**Passage shown:**
##############################
The electricity grid was hit very hard, as about 1.2 million customers lost power in the state, and Puget Sound Energy (PSE) reported that more than 75% of its circuits were damaged. Municipal utilities also suffered severe damage. In the Seattle area, hundreds of thousands of families still remained without power several days after the storm, and many had to leave their homes and move into hotels or emergency shelters coping with the inclement weather. Major employers in the area were affected; the power outage forced Microsoft to shut down large portions of its campus in Redmond on December 15.

The Seattle School District and many surrounding districts closed, marking the first time Seattle schools were closed for a weather-related reason other than snow.

It was described as the worst storm to hit the region since the Inauguration Day storm of January 20, 1993.
##############################
[Data pulled from a collection]
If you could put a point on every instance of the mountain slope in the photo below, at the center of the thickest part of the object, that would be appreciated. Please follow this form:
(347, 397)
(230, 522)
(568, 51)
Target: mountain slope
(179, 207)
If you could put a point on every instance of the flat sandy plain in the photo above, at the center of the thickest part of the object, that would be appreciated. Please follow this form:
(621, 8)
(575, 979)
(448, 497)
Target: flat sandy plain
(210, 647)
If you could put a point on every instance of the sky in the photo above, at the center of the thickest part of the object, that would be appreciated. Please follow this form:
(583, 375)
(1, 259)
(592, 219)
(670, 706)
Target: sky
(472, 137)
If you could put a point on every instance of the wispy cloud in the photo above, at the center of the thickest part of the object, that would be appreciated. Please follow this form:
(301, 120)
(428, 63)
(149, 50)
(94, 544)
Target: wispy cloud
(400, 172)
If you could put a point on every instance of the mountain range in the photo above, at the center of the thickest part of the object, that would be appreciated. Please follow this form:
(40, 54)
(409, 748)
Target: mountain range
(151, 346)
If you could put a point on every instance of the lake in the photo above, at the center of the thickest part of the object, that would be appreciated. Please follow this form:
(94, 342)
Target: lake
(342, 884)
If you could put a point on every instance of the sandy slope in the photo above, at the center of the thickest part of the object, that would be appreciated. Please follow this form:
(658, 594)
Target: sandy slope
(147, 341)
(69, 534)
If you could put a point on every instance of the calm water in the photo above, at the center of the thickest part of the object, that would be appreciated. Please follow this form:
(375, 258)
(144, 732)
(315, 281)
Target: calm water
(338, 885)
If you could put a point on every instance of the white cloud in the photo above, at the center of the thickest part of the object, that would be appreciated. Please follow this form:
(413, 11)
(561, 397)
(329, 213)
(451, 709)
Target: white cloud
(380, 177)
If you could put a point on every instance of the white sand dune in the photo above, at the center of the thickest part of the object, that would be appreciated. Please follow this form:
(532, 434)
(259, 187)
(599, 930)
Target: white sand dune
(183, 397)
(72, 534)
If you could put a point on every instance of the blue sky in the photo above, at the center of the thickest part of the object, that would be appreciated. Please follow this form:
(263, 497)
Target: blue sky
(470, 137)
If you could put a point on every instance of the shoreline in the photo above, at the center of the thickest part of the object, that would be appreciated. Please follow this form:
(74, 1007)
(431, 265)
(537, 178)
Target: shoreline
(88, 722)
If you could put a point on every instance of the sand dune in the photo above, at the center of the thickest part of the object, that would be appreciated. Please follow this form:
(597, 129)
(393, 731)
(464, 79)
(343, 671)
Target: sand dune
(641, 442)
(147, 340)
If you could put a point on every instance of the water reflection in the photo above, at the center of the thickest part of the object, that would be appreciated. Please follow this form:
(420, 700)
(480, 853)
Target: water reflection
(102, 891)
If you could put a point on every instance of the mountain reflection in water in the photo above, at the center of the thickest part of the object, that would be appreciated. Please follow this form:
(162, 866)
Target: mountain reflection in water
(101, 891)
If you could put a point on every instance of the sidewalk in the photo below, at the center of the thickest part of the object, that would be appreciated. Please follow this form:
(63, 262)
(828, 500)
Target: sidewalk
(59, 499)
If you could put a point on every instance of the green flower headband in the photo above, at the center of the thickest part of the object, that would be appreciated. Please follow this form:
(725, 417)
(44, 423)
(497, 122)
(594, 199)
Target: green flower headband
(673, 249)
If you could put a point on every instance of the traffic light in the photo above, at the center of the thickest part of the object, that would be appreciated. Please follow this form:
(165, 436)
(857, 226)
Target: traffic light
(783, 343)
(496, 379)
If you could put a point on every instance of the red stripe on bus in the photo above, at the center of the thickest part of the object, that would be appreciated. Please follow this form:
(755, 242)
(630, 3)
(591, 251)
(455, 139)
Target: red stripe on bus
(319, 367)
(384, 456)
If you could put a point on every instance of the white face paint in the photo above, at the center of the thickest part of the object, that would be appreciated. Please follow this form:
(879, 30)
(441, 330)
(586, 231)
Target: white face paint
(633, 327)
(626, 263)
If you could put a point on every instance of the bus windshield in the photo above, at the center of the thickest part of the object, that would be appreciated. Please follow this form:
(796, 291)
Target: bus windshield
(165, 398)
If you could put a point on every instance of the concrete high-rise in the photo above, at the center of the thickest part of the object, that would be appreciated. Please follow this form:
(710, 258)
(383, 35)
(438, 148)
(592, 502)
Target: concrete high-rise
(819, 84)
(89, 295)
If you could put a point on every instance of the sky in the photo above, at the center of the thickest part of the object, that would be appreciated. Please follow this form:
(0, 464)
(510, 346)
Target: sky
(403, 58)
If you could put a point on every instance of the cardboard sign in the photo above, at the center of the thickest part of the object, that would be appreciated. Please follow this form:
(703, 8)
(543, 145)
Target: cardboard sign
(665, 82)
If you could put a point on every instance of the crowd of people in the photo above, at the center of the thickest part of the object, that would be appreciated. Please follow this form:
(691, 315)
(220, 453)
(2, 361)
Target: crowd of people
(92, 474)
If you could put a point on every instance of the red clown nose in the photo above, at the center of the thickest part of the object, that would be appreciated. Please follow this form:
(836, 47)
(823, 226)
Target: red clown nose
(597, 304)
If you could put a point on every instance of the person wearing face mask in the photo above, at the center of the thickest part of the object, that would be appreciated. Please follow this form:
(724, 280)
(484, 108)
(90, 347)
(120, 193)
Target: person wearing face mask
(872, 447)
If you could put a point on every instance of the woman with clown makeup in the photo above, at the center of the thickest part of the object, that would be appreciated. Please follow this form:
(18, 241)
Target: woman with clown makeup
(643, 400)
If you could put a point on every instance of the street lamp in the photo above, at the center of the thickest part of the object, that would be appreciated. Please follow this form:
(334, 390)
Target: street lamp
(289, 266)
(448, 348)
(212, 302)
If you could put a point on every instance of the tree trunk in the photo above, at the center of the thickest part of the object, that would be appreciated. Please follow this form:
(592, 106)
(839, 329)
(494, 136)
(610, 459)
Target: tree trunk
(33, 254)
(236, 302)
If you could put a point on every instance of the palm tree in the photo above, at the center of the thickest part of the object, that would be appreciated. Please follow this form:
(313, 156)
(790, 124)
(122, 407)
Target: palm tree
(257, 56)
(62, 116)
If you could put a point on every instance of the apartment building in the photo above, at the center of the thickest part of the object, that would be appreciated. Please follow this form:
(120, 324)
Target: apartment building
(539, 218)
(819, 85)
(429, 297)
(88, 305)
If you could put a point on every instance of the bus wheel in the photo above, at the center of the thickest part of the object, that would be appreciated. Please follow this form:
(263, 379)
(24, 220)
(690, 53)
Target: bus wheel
##############################
**Work task 1:** Extract the part of the storm passage that starts at "The electricity grid" and ends at "January 20, 1993.".
**Work task 2:** Using the storm passage, decide whether each statement agrees with it: (a) Puget Sound Energy reported that more than 75% of its circuits were damaged. (b) Seattle schools had closed before for a weather-related reason other than snow. (c) Microsoft shut down its entire Redmond campus. Answer yes or no for each, quoting the words that decide it.
The lines above are separate material, apart from the storm passage.

**Your solution 1:**
The electricity grid was hit very hard, as about 1.2 million customers lost power in the state, and Puget Sound Energy (PSE) reported that more than 75% of its circuits were damaged. Municipal utilities also suffered severe damage. In the Seattle area, hundreds of thousands of families still remained without power several days after the storm, and many had to leave their homes and move into hotels or emergency shelters coping with the inclement weather. Major employers in the area were affected; the power outage forced Microsoft to shut down large portions of its campus in Redmond on December 15.

The Seattle School District and many surrounding districts closed, marking the first time Seattle schools were closed for a weather-related reason other than snow.

It was described as the worst storm to hit the region since the Inauguration Day storm of January 20, 1993.

**Your solution 2:**
(a) Yes: "Puget Sound Energy (PSE) reported that more than 75% of its circuits were damaged"
(b) No: "marking the first time Seattle schools were closed for a weather-related reason other than snow"
(c) No: "the power outage forced Microsoft to shut down large portions of its campus in Redmond"